### ENCARGO
Copia del texto en memoria de Lola el tramo que va desde "(A la dulce" hasta "no estás aquí.", sustituyendo "Noviembre" por "Diciembre".

### EXTRACTO DEL DOCUMENTO
————
(A la dulce memoria de María Dolores Sáez Almagro, Lola)
Noviembre y tú te has ido; o no estás aquí, mejor dicho. Siguen cayendo las hojas de los árboles, los niños se disfrazan de monstruos y en algún lugar alguien cita el Tenorio de Zorrilla; huesos de santos y buñuelos, calabaza y boniato al horno…y visita al cementerio. Noviembre es también mes de la música, santa Cecilia. Llevo semanas escuchando a Benjamín Britten, su Sinfonía simple. Su melodía me acompaña mientras voy al trabajo; mientras camino bordeando el mar; mientras me llaman por teléfono y me entero de que ya no estás aquí.
A veces se produce cierta sincronización entre lo que leo y lo que sucede a mí alrededor. Como si le pusiera banda sonora con palabras a mi realidad. Releía estos días un artículo que mi admirado Samuel Johnson escribió cuando murió su madre. Johnson, que escribió el primer diccionario de la lengua inglesa en el siglo XVIII, tenía unas fuertes convicciones cristianas. El artículo en cuestión concluye con uno de los párrafos más bellos y esperanzadores que he leído sobre el dolor y la muerte de un ser querido. “Así pues, que la esperanza nos guíe, que la revelación no resulte ser falsa, que la unión de las almas permanezca; y que nosotros, que luchamos contra el pecado, el dolor y las enfermedades, gocemos de la atención y la amabilidad de aquellos que han acabado su camino y ahora reciben su recompensa”.
————
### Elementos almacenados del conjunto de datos
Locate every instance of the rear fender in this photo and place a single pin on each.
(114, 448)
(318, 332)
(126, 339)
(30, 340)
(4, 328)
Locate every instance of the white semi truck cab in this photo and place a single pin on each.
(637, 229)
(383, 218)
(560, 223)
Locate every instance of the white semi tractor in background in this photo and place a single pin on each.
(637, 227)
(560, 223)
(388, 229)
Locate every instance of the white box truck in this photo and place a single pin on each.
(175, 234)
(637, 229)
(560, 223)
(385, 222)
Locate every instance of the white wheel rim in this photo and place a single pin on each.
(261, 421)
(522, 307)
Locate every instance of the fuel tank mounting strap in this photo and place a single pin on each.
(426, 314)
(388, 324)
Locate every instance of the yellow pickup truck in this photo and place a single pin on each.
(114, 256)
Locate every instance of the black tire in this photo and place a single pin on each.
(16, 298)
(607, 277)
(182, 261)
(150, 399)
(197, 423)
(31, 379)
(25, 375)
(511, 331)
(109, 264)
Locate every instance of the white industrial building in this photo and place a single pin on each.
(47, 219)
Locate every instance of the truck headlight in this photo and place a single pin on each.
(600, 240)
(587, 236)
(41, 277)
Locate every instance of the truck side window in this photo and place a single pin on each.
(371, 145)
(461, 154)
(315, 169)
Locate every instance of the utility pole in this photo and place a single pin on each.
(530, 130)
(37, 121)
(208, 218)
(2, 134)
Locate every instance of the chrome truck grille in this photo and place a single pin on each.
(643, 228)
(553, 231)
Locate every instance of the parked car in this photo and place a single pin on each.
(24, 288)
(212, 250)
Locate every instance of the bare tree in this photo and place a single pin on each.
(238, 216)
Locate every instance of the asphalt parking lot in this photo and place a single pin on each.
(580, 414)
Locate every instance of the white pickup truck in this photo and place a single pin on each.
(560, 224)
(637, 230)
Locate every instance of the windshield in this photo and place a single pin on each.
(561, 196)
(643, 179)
————
### TAREA RESUELTA
(A la dulce memoria de María Dolores Sáez Almagro, Lola)
Diciembre y tú te has ido; o no estás aquí, mejor dicho. Siguen cayendo las hojas de los árboles, los niños se disfrazan de monstruos y en algún lugar alguien cita el Tenorio de Zorrilla; huesos de santos y buñuelos, calabaza y boniato al horno…y visita al cementerio. Diciembre es también mes de la música, santa Cecilia. Llevo semanas escuchando a Benjamín Britten, su Sinfonía simple. Su melodía me acompaña mientras voy al trabajo; mientras camino bordeando el mar; mientras me llaman por teléfono y me entero de que ya no estás aquí.